Given request: Select each line in the entries below that contains the string "orange", and copy those lines out.

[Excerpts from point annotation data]
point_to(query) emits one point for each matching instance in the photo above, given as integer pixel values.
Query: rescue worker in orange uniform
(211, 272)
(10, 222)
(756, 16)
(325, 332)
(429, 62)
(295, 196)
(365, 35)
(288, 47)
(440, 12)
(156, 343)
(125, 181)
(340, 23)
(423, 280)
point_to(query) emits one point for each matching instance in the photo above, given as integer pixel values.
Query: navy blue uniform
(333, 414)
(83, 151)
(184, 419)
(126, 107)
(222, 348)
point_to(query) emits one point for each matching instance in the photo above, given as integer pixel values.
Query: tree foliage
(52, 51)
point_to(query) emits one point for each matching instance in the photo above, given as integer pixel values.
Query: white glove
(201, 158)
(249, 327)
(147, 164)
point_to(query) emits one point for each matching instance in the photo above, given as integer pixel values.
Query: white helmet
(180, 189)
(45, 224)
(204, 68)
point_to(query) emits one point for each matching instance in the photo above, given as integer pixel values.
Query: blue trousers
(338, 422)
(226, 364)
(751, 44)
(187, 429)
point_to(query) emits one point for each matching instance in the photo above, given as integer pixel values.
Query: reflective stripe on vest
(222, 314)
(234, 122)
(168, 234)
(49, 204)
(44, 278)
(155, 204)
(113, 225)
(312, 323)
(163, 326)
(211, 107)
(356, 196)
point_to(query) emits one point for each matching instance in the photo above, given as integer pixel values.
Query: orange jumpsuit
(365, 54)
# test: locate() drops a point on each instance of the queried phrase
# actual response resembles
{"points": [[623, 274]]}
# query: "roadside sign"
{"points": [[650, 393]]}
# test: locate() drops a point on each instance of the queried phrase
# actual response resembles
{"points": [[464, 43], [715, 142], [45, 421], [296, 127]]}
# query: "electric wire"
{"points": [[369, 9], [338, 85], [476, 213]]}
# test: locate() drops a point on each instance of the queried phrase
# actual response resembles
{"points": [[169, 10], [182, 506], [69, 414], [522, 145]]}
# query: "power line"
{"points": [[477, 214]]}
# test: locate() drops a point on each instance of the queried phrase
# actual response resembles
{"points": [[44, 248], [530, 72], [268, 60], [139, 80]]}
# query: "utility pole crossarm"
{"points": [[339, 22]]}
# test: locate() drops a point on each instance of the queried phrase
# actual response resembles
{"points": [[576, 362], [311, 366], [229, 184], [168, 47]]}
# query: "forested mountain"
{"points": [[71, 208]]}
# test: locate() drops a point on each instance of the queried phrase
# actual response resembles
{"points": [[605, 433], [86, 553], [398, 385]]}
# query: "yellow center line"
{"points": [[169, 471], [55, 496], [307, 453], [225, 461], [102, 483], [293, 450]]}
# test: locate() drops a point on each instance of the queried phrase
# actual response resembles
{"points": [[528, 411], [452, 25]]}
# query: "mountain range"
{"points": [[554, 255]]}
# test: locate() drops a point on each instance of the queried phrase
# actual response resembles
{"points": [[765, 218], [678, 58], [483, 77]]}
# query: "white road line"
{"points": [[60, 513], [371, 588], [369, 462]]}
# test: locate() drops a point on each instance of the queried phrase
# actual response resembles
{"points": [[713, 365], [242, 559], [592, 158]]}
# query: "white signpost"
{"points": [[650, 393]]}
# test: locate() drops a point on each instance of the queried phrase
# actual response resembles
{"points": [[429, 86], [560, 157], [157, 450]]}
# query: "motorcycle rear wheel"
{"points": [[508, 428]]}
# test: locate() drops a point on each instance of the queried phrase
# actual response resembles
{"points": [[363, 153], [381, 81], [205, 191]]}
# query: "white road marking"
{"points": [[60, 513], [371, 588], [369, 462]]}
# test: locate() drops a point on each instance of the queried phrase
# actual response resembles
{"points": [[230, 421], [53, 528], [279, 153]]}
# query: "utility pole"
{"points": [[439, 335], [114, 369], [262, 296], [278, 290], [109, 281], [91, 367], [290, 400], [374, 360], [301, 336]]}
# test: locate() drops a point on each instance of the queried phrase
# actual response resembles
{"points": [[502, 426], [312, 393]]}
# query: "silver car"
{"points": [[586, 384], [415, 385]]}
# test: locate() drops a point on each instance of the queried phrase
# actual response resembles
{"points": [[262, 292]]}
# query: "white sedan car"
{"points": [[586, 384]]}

Reply:
Query: rescue worker in orange uniform
Query: orange jumpsuit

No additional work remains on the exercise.